(Collection entries)
------------------------------------------------------------

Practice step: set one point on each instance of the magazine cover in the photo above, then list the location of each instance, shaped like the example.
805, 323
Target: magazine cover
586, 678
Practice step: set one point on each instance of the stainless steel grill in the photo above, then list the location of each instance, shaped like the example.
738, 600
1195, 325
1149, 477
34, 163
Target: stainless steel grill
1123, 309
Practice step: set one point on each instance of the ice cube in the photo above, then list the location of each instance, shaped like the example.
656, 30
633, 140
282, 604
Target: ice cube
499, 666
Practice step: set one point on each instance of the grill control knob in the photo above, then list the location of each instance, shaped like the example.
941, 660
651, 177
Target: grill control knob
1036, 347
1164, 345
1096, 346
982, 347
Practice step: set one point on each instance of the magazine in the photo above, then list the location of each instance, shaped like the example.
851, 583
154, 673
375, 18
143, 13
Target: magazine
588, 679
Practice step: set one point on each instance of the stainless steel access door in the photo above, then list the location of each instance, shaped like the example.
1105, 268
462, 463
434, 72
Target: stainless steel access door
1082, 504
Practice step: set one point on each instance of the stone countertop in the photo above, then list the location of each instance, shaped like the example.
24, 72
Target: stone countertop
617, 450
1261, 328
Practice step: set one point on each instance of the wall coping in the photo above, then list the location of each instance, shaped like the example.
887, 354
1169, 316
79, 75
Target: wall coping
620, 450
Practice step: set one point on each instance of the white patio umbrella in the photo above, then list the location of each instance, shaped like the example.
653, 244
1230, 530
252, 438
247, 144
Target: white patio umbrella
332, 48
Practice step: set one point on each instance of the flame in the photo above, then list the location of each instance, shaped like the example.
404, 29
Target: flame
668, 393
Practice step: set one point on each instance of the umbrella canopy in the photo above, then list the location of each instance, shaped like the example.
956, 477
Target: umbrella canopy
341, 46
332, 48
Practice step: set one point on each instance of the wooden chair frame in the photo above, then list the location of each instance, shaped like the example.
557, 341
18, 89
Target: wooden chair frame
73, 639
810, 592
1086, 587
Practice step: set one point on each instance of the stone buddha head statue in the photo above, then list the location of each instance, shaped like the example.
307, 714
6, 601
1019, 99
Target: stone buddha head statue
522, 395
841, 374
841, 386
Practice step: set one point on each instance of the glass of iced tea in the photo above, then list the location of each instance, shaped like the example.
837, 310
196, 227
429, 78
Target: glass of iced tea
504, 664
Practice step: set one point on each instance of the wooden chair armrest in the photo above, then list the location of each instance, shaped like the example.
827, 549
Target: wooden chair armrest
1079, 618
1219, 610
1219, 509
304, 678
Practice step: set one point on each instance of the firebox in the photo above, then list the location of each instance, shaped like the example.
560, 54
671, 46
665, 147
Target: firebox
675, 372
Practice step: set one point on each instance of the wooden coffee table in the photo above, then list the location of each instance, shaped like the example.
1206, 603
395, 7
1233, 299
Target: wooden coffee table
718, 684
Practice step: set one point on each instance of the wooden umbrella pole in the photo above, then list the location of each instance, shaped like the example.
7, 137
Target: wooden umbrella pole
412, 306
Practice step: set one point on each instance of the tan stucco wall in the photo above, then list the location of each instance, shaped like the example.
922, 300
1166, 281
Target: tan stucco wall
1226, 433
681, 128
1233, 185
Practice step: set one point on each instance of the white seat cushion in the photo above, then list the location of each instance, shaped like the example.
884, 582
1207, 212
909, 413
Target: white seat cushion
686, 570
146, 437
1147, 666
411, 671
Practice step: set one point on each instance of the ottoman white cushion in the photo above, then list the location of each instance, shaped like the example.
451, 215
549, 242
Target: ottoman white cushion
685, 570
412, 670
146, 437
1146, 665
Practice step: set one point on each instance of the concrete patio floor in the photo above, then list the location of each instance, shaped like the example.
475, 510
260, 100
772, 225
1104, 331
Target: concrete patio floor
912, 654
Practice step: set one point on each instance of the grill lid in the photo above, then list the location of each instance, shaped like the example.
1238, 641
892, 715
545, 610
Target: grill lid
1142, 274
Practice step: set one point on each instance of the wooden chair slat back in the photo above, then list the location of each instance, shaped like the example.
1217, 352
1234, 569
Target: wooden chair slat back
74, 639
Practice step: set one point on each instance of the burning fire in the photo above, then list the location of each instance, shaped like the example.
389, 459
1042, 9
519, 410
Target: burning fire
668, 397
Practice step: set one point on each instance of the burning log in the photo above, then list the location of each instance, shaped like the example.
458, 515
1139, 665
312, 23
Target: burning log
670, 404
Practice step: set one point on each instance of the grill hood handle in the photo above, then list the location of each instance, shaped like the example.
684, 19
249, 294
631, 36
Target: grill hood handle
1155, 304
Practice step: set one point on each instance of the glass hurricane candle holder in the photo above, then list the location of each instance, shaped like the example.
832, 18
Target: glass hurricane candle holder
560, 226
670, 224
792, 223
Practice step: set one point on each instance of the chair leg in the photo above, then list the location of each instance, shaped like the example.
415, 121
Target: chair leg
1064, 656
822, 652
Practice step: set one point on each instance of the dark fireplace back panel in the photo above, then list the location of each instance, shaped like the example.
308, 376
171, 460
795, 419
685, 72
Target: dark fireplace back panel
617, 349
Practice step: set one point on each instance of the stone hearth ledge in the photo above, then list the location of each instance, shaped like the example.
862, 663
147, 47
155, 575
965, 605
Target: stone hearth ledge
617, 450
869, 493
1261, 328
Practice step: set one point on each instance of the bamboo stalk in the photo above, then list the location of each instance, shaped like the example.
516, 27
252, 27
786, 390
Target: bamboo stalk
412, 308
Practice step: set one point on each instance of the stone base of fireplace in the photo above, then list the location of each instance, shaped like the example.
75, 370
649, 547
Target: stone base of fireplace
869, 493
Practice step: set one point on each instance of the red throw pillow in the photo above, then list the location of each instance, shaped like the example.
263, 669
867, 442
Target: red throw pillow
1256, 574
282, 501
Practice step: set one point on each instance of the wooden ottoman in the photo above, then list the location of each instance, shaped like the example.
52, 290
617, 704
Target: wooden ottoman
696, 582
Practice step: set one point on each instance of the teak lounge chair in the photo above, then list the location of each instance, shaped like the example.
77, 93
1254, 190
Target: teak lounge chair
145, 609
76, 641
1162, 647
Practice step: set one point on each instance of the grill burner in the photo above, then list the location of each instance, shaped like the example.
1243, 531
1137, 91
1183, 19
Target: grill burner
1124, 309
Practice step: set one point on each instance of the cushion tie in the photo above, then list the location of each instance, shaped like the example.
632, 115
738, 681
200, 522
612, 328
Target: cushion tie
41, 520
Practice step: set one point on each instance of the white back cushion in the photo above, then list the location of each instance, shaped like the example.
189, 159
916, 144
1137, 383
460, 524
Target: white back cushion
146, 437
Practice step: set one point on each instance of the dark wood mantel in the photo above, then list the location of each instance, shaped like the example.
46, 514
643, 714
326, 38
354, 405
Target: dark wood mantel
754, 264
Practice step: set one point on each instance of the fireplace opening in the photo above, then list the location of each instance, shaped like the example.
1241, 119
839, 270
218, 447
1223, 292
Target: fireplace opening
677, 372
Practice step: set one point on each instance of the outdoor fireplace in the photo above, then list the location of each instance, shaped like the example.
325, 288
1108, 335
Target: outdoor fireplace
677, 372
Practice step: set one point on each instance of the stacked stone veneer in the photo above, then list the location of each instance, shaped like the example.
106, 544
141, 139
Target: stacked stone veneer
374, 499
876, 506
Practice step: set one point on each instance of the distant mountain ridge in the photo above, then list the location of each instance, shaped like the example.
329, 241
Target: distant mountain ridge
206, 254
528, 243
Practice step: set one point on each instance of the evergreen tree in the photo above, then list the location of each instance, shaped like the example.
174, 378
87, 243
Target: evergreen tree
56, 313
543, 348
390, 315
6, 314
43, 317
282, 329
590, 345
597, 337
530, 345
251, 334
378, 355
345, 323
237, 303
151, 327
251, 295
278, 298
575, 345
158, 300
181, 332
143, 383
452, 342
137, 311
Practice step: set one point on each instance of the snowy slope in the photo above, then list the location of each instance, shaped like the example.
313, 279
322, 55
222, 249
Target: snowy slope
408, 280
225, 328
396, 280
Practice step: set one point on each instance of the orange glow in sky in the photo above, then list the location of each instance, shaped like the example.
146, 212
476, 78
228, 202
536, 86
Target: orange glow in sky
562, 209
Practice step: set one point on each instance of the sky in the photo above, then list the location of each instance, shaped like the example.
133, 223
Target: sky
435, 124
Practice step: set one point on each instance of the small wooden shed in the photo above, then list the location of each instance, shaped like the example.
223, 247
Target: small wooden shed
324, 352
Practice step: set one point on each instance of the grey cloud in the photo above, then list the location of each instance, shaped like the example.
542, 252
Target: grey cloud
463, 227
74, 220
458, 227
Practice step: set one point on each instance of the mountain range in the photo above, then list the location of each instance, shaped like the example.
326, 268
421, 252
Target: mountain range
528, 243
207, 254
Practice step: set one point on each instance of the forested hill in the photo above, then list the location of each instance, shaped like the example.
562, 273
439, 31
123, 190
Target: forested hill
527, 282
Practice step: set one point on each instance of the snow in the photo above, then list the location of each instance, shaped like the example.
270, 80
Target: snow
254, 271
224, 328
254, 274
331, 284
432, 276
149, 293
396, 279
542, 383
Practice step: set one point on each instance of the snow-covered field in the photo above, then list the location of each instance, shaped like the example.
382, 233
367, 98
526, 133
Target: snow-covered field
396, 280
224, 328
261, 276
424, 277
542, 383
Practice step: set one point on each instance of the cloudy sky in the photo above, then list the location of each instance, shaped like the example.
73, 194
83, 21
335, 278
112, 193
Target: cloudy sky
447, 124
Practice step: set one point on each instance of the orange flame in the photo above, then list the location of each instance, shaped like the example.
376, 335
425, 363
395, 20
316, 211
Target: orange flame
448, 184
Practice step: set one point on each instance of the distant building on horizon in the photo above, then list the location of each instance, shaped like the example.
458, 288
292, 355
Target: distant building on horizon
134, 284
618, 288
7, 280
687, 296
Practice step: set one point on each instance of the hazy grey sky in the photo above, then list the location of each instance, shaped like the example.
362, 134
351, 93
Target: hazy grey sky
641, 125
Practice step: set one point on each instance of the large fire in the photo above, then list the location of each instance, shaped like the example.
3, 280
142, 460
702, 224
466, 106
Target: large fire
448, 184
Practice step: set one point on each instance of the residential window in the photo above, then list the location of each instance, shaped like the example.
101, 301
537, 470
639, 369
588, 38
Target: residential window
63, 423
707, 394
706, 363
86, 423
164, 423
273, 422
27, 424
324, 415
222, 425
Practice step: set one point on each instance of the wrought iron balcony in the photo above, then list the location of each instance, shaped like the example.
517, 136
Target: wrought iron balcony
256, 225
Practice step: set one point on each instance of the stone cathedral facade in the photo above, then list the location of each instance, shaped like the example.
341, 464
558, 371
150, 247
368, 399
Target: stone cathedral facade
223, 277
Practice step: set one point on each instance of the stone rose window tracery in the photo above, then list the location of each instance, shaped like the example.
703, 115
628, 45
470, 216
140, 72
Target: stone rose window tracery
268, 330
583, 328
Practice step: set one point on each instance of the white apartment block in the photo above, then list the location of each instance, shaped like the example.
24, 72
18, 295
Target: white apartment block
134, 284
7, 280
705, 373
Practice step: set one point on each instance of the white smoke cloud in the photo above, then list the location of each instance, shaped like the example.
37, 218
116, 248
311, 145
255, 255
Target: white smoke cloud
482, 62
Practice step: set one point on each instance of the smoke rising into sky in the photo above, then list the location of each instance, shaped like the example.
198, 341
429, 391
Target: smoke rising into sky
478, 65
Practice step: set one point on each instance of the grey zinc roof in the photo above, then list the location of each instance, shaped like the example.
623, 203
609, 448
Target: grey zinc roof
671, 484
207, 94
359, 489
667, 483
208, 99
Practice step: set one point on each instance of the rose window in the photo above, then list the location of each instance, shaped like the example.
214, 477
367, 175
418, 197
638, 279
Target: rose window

------------------------------------------------------------

=== SET PROBLEM ===
Reproduce the stretch of data from the line containing "Practice step: set one point on each instance of the rose" through the end of the data, changing "rose window" to "stained glass window" and leaving everything else unchanged.

=== RESULT OF THE TASK ===
Practice step: set one point on each instance of the stained glass window in the photo above, then list the location of each instance, shaped like the example.
214, 477
367, 175
418, 197
638, 279
Target: stained glass window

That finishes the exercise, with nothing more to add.